## Problem details
Pick out every line of the items below that contains the word "chain" and copy each of those lines.

◆ ◆ ◆

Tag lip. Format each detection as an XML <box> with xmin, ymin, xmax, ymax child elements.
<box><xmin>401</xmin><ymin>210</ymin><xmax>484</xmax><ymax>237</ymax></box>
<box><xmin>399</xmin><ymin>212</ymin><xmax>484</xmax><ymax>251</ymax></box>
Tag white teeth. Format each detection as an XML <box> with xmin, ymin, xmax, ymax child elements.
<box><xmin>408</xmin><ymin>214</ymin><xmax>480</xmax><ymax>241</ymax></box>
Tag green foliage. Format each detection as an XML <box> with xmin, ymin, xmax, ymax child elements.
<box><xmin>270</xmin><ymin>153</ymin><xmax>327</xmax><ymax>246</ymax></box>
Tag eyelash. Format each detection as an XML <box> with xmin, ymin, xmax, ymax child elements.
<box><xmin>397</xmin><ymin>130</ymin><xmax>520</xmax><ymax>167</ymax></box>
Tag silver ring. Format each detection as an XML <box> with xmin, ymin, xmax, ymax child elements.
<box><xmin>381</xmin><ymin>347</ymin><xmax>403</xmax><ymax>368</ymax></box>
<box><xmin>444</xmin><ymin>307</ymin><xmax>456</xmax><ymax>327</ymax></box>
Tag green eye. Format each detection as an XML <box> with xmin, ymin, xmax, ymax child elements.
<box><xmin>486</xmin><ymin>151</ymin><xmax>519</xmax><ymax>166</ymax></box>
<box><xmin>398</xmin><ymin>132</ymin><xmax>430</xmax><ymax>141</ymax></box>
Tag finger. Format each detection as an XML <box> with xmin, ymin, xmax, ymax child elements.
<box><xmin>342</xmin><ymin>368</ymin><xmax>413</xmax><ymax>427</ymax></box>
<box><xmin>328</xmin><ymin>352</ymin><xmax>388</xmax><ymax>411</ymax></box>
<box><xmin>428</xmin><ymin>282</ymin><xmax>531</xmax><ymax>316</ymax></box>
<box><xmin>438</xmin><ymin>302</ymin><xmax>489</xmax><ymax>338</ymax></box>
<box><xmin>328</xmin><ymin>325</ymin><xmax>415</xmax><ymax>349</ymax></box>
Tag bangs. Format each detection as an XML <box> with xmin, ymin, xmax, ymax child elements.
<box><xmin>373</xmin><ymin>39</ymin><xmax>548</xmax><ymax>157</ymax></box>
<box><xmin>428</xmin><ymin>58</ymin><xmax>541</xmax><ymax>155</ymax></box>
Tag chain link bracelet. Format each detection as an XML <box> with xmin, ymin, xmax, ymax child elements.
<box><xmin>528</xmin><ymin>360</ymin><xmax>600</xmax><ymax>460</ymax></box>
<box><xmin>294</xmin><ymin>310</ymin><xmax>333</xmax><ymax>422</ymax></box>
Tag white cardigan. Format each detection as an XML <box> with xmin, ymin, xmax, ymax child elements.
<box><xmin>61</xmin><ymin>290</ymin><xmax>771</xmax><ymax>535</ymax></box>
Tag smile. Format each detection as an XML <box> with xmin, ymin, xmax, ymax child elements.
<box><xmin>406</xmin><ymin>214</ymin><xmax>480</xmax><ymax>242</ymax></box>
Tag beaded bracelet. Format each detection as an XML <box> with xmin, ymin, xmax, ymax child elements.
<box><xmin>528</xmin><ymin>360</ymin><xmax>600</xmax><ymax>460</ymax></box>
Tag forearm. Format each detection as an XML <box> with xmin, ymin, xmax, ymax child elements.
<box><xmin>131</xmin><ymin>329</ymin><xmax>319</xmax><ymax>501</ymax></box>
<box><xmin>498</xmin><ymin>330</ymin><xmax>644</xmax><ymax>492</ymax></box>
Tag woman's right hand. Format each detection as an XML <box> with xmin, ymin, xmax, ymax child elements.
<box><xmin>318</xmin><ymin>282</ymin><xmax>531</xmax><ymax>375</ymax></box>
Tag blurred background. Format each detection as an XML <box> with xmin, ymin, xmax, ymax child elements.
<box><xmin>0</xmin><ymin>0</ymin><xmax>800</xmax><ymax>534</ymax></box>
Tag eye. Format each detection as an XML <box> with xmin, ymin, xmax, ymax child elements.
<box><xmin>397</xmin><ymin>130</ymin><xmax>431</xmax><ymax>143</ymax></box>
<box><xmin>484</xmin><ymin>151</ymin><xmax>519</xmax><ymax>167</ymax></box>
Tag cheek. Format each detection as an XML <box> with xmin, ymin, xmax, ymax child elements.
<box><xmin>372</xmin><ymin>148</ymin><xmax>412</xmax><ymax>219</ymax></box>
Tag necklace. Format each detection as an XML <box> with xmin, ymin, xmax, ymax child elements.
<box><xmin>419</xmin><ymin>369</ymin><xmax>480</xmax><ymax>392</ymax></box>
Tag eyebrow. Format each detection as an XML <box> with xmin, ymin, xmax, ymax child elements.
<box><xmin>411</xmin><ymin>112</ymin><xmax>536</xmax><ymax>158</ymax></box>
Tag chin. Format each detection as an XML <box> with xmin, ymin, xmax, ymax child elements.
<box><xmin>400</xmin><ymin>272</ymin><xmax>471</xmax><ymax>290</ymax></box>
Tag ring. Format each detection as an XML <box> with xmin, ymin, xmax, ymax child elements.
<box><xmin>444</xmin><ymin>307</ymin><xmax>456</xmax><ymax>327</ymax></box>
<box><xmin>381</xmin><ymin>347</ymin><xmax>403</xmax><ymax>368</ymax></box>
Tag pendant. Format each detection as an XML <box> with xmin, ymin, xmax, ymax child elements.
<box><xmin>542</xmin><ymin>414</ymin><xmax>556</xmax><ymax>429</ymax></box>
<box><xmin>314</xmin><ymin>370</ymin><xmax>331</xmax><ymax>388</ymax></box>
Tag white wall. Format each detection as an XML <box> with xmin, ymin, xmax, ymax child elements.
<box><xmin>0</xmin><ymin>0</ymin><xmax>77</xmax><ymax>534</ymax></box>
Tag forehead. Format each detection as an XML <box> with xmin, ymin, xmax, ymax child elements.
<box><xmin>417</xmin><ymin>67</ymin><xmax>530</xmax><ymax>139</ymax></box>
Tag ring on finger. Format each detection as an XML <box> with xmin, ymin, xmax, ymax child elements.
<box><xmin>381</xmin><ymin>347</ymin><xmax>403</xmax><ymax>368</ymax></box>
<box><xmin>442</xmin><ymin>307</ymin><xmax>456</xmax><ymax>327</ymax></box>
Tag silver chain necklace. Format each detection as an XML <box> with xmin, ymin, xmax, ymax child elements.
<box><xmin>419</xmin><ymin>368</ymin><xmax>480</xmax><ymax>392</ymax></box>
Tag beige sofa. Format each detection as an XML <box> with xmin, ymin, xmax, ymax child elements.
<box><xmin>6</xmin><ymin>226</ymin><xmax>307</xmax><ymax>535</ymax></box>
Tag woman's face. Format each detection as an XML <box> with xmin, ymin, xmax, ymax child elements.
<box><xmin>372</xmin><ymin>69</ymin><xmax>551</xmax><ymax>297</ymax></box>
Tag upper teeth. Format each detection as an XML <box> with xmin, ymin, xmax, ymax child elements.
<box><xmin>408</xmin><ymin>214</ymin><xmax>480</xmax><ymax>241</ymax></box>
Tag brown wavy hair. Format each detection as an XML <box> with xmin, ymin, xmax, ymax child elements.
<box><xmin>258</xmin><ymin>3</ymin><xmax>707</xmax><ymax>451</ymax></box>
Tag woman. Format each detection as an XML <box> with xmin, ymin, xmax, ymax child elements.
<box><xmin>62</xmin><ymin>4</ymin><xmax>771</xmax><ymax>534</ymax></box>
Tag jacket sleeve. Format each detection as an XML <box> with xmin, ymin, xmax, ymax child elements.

◆ ◆ ◆

## Exercise solution
Tag chain link bracelet. Format each detection as an XML <box> with xmin, ymin, xmax, ymax child elements.
Tag silver chain necklace. Format each detection as an XML <box> with xmin, ymin, xmax, ymax child elements.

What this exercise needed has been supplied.